----- READING PASSAGE
Standing in the doorway of his offseason home one afternoon last spring, 6-foot-2 and toned but not towering and hulking, he more specifically doesn’t look like a starting quarterback. But that’s why I’m here. Last December, during a Monday night Bengals-Jaguars game, Joe Burrow was out with a torn ligament in his right wrist. That meant Browning — undrafted out of Washington in 2019, in his fifth year after spending most of four seasons on the practice squad in Minnesota and Cincinnati — was in, making his second career start.

For most of the night, he was steady but unremarkable. Then, midway through the fourth quarter, something changed, the way it does for a few backup quarterbacks each year, invisible benchwarmers who get a break, like Brock Purdy or Joshua Dobbs, guys who don’t just take the field in relief of the injured starter but display a little magic. The Bengals scored 10 points and the game went into overtime. After Jacksonville punted, Browning took over, leading the Bengals on a 12-play, 42-yard drive to set up the game-winning field goal. In all, he hit 32 of 37 passes for 354 yards. That earned him a postgame interview on the field. Browning explained that he’d had years to study himself, indicating that he didn’t like what he saw, a general disposition more than a specific technique, and he had found clarity in how he played best:

“That’s just when I’m calm.”
----------
----- SUPPLIED ENTRIES
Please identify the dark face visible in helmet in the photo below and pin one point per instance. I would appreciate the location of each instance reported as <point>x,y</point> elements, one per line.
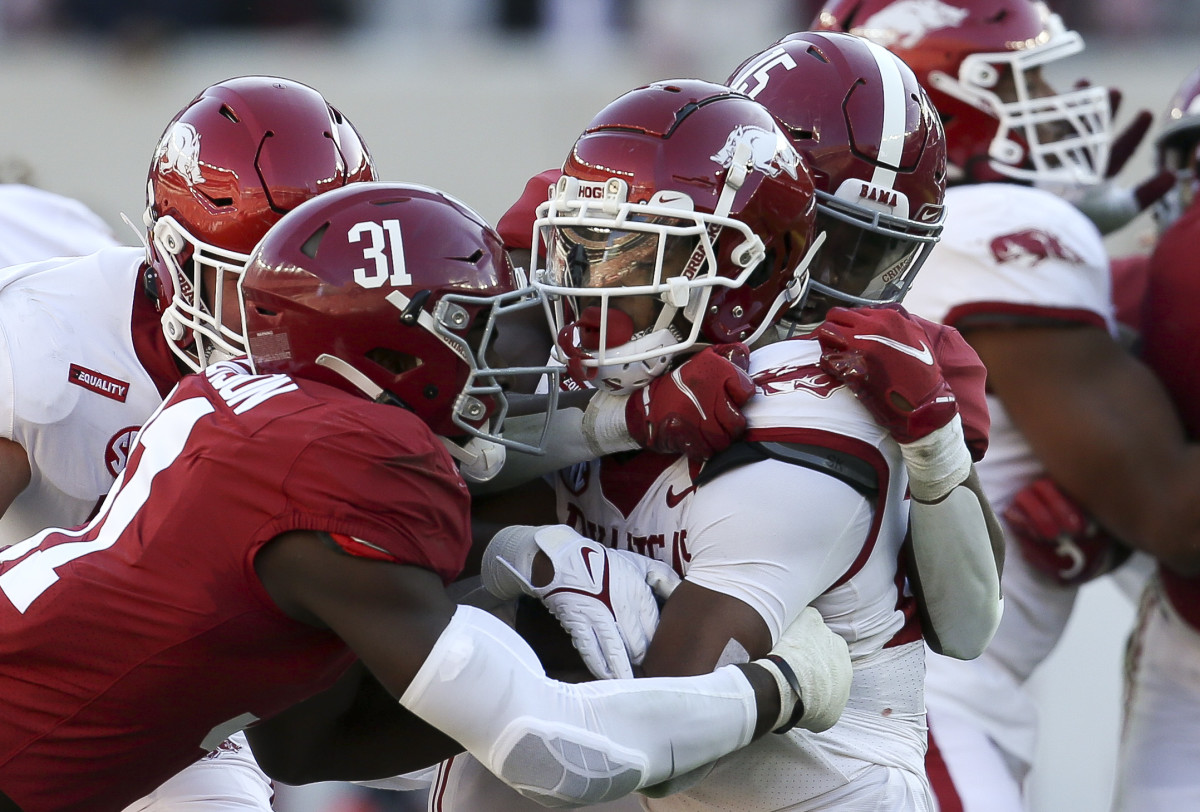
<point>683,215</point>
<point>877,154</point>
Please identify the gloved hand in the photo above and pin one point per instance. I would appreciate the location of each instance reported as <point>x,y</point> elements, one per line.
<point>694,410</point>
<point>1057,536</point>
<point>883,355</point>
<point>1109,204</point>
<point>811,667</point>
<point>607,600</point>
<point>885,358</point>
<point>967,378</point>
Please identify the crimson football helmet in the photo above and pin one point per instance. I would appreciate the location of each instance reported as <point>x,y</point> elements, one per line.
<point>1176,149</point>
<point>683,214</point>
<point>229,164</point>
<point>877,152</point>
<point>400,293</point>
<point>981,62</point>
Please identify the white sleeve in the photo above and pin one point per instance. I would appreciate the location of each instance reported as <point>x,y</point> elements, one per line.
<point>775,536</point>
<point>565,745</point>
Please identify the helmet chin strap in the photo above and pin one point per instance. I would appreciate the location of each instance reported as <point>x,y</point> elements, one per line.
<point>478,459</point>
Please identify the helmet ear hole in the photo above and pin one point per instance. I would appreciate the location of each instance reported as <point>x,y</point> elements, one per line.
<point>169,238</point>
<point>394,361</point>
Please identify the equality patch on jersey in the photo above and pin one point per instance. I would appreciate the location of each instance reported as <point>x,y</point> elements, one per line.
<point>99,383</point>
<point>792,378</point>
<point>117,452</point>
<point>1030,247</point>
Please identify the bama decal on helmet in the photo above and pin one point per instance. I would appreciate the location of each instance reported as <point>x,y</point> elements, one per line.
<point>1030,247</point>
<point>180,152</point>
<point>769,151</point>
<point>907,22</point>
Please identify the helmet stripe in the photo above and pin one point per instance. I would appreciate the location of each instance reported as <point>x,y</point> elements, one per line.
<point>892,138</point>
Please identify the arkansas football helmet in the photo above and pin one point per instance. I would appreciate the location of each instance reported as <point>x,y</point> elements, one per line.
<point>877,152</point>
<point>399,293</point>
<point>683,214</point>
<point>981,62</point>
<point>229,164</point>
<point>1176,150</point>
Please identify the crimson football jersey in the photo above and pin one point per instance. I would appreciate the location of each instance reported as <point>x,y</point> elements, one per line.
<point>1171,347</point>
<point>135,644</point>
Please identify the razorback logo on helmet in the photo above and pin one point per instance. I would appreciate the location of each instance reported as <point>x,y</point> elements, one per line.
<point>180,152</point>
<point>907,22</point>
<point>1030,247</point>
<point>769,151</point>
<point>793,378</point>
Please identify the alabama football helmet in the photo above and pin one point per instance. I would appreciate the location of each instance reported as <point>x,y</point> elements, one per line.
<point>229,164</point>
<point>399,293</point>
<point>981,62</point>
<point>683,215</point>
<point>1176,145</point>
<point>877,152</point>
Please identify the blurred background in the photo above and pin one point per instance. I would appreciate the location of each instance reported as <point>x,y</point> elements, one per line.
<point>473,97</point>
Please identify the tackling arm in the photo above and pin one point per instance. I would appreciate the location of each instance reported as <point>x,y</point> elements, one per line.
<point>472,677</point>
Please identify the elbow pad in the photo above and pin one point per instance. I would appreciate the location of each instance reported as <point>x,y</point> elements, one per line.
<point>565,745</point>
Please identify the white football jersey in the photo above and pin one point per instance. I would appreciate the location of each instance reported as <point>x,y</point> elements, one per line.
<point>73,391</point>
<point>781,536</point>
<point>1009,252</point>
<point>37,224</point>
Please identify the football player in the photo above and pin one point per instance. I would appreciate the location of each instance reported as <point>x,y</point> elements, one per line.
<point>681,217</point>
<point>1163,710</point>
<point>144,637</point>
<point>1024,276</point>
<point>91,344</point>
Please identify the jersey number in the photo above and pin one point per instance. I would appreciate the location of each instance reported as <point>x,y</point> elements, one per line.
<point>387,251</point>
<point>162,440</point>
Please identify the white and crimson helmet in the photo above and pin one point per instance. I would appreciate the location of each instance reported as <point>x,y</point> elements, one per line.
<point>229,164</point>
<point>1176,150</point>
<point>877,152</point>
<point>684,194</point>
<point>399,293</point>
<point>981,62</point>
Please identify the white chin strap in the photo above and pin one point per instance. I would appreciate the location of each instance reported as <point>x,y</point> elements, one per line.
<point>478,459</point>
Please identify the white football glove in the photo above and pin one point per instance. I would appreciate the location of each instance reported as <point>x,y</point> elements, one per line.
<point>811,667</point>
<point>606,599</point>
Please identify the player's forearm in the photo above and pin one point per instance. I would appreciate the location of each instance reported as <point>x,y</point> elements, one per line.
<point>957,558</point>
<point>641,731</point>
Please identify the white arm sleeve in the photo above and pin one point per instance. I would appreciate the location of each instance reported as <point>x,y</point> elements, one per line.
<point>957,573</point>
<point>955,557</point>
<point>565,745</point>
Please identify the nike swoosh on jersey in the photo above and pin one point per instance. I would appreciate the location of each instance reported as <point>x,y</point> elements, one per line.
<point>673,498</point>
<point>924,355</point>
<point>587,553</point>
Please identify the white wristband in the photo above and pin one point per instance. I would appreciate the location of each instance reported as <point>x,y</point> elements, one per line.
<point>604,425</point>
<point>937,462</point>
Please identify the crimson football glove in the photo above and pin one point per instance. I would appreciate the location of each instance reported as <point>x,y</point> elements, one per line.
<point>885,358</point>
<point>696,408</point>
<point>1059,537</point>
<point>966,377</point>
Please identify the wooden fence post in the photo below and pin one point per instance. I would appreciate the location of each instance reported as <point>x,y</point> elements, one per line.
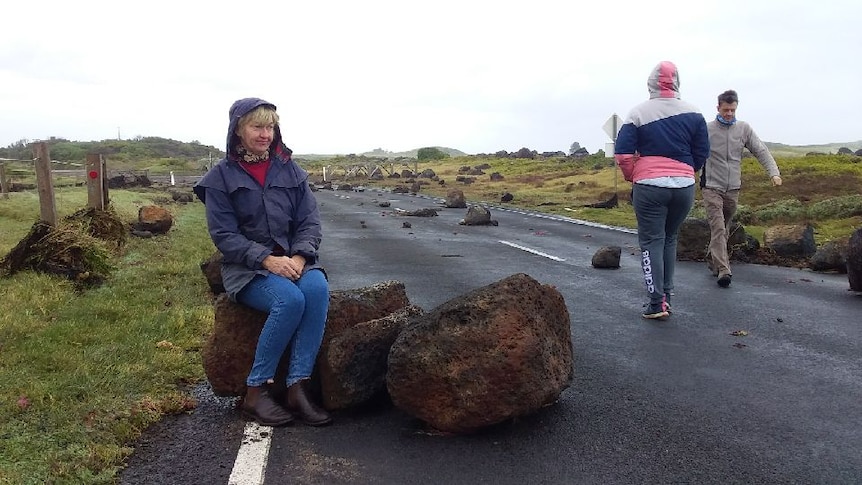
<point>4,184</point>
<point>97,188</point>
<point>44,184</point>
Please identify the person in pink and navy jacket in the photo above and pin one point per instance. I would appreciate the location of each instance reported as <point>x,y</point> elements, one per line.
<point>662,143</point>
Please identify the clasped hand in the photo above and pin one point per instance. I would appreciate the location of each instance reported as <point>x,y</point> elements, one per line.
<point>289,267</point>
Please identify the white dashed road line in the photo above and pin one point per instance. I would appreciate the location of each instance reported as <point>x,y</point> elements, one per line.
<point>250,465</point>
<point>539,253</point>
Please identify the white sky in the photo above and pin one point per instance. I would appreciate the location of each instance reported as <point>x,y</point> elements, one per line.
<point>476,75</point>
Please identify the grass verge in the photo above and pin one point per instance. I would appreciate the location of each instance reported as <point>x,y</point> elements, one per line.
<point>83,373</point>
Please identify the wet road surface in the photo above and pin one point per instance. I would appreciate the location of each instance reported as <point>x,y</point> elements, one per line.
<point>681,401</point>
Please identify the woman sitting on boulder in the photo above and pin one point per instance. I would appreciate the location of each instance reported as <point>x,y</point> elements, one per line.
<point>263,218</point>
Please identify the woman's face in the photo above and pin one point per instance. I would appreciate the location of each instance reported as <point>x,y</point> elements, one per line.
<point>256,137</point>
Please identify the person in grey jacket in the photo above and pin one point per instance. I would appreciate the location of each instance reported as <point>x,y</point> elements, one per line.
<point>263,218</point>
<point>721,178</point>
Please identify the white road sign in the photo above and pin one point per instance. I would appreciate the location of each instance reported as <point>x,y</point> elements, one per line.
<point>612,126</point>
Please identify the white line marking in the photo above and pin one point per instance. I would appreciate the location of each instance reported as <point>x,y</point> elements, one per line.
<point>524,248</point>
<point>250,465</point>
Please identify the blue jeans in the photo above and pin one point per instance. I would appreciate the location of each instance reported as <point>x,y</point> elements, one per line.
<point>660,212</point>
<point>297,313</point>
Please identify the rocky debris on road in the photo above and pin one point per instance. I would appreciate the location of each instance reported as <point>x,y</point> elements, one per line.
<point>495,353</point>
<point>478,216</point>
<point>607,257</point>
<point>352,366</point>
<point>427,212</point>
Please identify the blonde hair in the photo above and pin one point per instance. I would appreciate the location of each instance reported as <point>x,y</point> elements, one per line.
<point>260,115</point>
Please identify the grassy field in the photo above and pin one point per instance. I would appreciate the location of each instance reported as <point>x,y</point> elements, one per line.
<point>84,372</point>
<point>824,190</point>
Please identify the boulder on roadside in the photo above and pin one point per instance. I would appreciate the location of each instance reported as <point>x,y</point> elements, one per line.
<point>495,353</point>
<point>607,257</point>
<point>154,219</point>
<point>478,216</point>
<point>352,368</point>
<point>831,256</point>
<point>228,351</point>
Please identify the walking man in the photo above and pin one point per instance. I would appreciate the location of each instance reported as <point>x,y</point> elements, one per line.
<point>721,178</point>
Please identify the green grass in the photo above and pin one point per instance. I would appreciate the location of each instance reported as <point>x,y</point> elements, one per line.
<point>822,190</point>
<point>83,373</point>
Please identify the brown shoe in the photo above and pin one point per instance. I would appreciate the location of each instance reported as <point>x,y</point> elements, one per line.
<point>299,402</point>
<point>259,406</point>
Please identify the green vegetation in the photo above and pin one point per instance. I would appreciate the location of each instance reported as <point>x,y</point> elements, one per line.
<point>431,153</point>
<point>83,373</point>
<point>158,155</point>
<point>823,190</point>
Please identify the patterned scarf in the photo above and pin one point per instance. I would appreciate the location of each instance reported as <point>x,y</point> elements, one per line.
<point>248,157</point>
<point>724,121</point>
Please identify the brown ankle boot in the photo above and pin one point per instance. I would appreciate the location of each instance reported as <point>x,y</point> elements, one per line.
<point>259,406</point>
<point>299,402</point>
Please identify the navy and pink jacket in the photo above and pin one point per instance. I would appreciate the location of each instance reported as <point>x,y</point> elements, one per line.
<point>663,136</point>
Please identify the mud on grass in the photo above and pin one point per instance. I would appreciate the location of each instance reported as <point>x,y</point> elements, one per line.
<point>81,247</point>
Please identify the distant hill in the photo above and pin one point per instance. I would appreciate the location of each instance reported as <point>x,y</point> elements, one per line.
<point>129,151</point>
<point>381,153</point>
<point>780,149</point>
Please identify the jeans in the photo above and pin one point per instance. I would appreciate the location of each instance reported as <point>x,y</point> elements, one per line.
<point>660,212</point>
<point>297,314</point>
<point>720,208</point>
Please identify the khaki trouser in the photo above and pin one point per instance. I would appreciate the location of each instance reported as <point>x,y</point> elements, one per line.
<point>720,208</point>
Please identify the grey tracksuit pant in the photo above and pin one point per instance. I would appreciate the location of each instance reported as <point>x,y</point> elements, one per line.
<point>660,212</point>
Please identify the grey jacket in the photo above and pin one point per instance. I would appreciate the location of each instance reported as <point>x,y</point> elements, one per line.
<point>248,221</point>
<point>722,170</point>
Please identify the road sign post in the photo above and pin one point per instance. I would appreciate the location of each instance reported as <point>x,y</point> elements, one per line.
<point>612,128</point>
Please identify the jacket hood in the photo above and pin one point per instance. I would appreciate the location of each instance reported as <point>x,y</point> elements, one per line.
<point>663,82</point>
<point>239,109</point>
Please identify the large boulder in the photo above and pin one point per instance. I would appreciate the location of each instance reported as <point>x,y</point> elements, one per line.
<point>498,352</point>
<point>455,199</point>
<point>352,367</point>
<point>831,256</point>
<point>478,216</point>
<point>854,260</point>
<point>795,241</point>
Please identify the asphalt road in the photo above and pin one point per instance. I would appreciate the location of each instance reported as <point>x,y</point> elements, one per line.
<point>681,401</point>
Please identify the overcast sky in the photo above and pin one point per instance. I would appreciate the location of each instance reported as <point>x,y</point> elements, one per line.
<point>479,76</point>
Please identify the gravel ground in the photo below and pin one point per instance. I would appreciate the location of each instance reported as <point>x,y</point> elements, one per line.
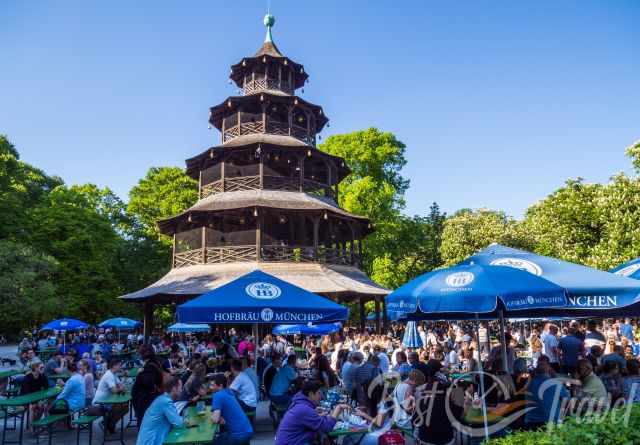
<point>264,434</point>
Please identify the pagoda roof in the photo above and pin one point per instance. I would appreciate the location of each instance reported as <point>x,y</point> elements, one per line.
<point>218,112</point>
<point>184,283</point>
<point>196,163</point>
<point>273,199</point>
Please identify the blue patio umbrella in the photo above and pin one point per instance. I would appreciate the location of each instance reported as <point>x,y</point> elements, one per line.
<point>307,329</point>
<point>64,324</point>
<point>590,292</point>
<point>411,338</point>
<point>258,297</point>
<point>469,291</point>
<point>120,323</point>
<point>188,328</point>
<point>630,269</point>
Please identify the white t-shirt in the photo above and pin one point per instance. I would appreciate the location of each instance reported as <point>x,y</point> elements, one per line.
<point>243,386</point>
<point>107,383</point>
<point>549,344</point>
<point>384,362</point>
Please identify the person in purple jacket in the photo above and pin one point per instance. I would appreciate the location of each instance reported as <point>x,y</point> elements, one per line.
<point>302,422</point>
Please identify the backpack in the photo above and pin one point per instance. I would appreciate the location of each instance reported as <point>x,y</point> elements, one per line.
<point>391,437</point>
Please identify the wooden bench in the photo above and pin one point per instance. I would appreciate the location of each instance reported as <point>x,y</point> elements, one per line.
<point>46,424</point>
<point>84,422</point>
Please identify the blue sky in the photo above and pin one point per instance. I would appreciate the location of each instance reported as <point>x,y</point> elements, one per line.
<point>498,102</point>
----------
*EXERCISE DIRECTIONS*. Repeat word for word the part of the passage on Browning's start in place of Burrow, from "Standing in the" up to and including "second career start.". These rows were taken from a separate source, not from the passage.

*SOLUTION*.
Standing in the doorway of his offseason home one afternoon last spring, 6-foot-2 and toned but not towering and hulking, he more specifically doesn’t look like a starting quarterback. But that’s why I’m here. Last December, during a Monday night Bengals-Jaguars game, Joe Burrow was out with a torn ligament in his right wrist. That meant Browning — undrafted out of Washington in 2019, in his fifth year after spending most of four seasons on the practice squad in Minnesota and Cincinnati — was in, making his second career start.